[Stated problem] Rewrite the listing below so that every "precise object localizer" becomes "careful bounding box annotator", keeping all other text the same.

■ ■ ■ ■ ■ ■ ■

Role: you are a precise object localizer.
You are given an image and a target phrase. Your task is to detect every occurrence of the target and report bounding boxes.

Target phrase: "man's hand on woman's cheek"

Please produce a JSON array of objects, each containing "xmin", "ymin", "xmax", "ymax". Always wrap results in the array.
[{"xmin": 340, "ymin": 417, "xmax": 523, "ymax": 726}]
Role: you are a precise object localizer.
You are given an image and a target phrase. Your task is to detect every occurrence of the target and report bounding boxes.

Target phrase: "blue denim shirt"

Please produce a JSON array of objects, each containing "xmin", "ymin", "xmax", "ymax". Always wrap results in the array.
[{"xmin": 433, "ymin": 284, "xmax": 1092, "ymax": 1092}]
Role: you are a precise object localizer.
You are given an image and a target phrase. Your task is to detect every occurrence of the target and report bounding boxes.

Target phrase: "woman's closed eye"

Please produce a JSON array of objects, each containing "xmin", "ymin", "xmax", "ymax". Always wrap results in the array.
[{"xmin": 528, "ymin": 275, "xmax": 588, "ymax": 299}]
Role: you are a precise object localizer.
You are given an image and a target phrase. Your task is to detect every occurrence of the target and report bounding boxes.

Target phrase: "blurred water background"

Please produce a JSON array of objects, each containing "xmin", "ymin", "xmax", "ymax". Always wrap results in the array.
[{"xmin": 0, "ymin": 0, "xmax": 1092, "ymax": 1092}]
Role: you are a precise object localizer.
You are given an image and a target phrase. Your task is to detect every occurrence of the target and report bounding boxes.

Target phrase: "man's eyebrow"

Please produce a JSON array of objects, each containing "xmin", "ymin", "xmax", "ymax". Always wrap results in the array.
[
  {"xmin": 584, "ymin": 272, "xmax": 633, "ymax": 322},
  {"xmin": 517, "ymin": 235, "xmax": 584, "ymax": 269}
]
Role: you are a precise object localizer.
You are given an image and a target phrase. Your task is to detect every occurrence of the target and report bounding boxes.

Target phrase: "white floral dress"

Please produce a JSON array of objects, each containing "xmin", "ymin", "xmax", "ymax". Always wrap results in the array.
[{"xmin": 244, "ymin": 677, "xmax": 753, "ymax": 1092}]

■ ■ ■ ■ ■ ■ ■

[Finished task]
Role: you are a careful bounding box annotator.
You are given an image and a target phrase. Your task is to detect every occurrence of the target and report bounding boxes.

Target phrase: "man's hand on woman's cheek"

Please produce a JSON array of objects, each containing "xmin", "ymin", "xmax", "ymax". Always wrap results in the array.
[{"xmin": 340, "ymin": 417, "xmax": 523, "ymax": 726}]
Role: you are a careful bounding box annotator.
You are given an image and a target phrase. Your task is to detect every occurrence of the target and report bounding boxes.

Target phrase: "blue denim shirt"

Please produce a JSON array of objects, each containing "xmin", "ymin", "xmax", "ymax". Always wrap results in the array.
[{"xmin": 433, "ymin": 284, "xmax": 1092, "ymax": 1092}]
Role: you are a careful bounding box annotator.
You are given an image and a target phrase. Your task is to detect every occurrence of the target and report bounding boxes.

Target phrase: "woman's closed eye"

Please produce a JSON array of objects, each containing "xmin", "ymin", "xmax", "ymax". Always wrap results in the array.
[{"xmin": 528, "ymin": 275, "xmax": 588, "ymax": 299}]
Role: you are a careful bounding box annotator.
You are given an image and a target phrase. Your task is to detect every occurrence of the target and report bounding boxes.

Target phrase: "blurred water background"

Please produce a JSON array of objects, each containing "xmin", "ymin", "xmax", "ymax". Always wrap results in the array.
[{"xmin": 0, "ymin": 0, "xmax": 1092, "ymax": 1092}]
Role: you are a careful bounding box annotator.
You are given an image and a target phrase. Your task is to detect every occurrence of the target and report bounding boxes.

Target phrase: "man's eyebrow"

Please produce a JSON array of objects, each containing "xmin", "ymin", "xmax", "ymax". Always wrap results in the array.
[
  {"xmin": 584, "ymin": 272, "xmax": 633, "ymax": 322},
  {"xmin": 517, "ymin": 235, "xmax": 584, "ymax": 269}
]
Role: you are a careful bounding box annotator.
You are given an image and a target phrase. Your task is to detect every occurrence of the target and report bounding boxes.

Target phrase: "white floral dress"

Please produce a JSON array of objects, each containing "xmin", "ymin", "xmax", "ymax". Always wrap results in the array.
[{"xmin": 244, "ymin": 677, "xmax": 753, "ymax": 1092}]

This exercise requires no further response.